GIVEN PASSAGE Start Marker

CDC Study Finds Vaccine Effectiveness Against Mild or Moderate Infections ‘May Wane over Time’

A girl gets a Pfizer BioNTech COVID-19 vaccine in Bucharest, Romania, Wednesday, June 2, 2021. Romania has started the vaccination campaign for children between the ages of 12 and 15. (AP Photo/Andreea Alexandru)
AP Photo/Andreea Alexandru

A study from the Centers for Disease Control and Prevention (CDC) found that vaccine efficacy against mild or moderate cases of the Chinese coronavirus “may wane over time,” prompting federal health officials to recommend booster shots eight months after vaccination and embrace additional mitigation strategies, such as masking up yet again.

This particular study, released August 18, had the New York State Department of Health link “statewide immunization, laboratory testing, and hospitalization databases for New York to estimate rates of new laboratory-confirmed COVID-19 cases and hospitalizations by vaccination status among adults” and found that “current” vaccines were “highly effective against hospitalization (VE >90%) for fully vaccinated New York residents, even during a period during which prevalence of the Delta variant increased from <2% to >80% in the U.S. region that includes New York, societal public health restrictions eased, and adult full-vaccine coverage in New York neared 65%.”

However, the study also found case rates increasing among both unvaccinated and fully vaccinated adults.

GIVEN PASSAGE End Marker

* [PARTS OF THE EXERCISE]:
A: List the kinds of New York databases that the CDC vaccine study article says were linked for the study.
B: Please carry the article on the CDC vaccine study forward from its last sentence.

ENTRIES PROVIDED Start Marker

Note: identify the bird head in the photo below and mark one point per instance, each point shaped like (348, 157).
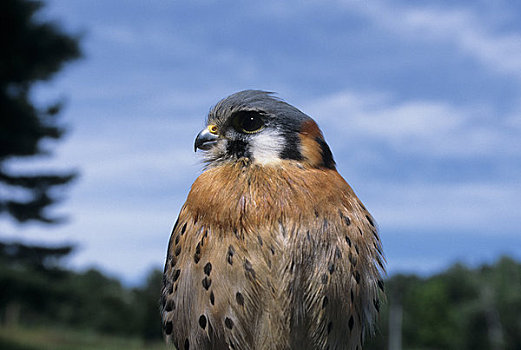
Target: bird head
(255, 127)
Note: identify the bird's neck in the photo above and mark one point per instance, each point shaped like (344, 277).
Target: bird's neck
(256, 193)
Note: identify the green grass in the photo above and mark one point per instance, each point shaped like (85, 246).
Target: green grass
(20, 338)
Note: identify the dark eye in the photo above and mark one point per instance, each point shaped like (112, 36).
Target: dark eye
(248, 122)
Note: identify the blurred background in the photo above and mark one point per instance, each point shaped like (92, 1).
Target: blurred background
(100, 102)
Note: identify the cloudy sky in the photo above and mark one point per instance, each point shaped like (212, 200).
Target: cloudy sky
(420, 102)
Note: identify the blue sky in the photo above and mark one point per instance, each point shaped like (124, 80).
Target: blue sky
(419, 101)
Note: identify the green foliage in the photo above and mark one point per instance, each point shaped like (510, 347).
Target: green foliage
(31, 51)
(461, 308)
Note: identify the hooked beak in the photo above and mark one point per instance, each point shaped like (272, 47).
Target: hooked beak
(205, 139)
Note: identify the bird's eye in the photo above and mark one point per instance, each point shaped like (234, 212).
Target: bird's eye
(248, 122)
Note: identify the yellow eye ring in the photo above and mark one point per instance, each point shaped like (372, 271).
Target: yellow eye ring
(212, 128)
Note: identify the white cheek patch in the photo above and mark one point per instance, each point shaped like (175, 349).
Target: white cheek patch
(266, 146)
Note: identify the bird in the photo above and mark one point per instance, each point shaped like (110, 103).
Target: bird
(272, 248)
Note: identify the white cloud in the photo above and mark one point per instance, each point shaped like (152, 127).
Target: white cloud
(470, 33)
(419, 127)
(484, 207)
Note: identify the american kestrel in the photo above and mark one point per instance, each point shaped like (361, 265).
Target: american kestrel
(272, 249)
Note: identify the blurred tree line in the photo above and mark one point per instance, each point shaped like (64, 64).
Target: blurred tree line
(461, 308)
(36, 291)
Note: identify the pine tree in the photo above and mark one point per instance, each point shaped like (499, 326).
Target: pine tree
(31, 51)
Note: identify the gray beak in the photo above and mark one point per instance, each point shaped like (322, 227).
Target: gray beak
(205, 140)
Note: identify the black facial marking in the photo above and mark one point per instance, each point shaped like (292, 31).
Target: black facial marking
(327, 156)
(238, 148)
(291, 149)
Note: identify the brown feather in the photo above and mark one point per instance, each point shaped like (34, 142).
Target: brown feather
(295, 261)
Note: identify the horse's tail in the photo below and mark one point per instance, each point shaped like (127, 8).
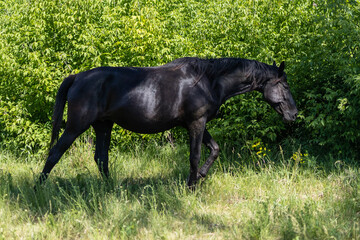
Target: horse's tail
(60, 102)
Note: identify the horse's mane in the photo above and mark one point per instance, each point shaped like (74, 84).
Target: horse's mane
(213, 68)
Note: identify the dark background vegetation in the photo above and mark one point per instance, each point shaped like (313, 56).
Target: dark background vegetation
(41, 42)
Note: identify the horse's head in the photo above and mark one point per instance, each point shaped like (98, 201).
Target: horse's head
(277, 93)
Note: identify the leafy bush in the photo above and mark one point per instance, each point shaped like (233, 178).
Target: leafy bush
(41, 42)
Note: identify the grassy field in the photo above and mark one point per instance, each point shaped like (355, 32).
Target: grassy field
(244, 197)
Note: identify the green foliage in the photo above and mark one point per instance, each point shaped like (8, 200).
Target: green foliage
(146, 197)
(41, 42)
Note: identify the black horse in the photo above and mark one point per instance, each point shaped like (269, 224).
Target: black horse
(186, 92)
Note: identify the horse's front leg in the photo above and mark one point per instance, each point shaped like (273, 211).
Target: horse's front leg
(103, 136)
(196, 132)
(214, 153)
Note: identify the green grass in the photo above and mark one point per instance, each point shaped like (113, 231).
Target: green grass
(147, 198)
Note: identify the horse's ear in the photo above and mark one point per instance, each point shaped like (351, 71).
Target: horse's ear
(281, 69)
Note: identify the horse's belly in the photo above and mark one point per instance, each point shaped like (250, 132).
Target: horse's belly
(143, 122)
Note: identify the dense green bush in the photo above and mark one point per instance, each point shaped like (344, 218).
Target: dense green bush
(41, 42)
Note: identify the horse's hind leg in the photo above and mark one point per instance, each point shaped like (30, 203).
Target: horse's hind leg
(214, 153)
(66, 139)
(103, 136)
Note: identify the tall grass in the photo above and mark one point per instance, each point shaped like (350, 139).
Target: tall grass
(243, 197)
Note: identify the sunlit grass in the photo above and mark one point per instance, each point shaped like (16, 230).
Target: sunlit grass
(146, 197)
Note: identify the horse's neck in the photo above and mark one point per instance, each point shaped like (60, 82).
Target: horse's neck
(235, 83)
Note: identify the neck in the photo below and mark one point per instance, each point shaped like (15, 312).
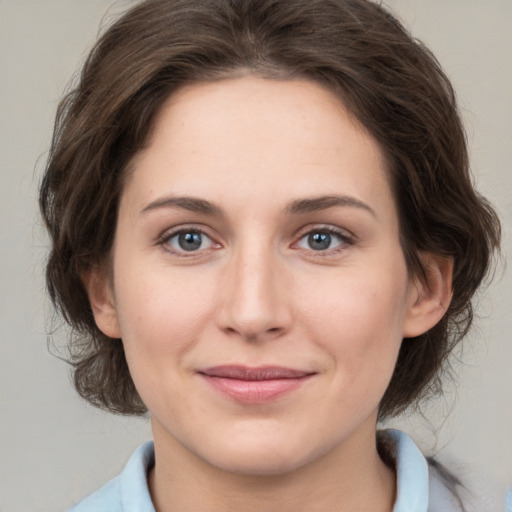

ENTRIES PROVIDED End Marker

* [SOLVED PROBLEMS]:
A:
- Statewide immunization databases
- Laboratory testing databases
- Hospitalization databases

B:
“Moreover, VE against new infection declined from 91.7% to 79.8%. To reduce new COVID-19 cases and hospitalizations, these findings support the implementation of a layered approach centered on vaccination, as well as other prevention strategies,” the study found, ultimately concluding that the vaccines assist in preventing hospitalization, but vaccine efficacy has declined in New York, “coinciding with a period of easing societal public health restrictions and increasing Delta variant circulation”:

Researchers say the findings “support a multipronged approach to reducing new COVID-19 hospitalizations and cases, centered on vaccination, and including other approaches such as masking and physical distancing.”

On Wednesday, federal health officials affiliated with the Centers for Disease Control and Prevention (CDC), the Food and Drug Administration (FDA), the National Institutes of Health (NIH), National Institute of Allergy and Infectious Diseases (NIAID), and White House COVID-19 Response team released a joint statement recommending vaccine booster shots after eight months. They cited “evidence of reduced protection against mild and moderate disease” in those who have been vaccinated. As a result, booster shots, they said, are “needed to maximize vaccine-induced protection and prolong its durability.”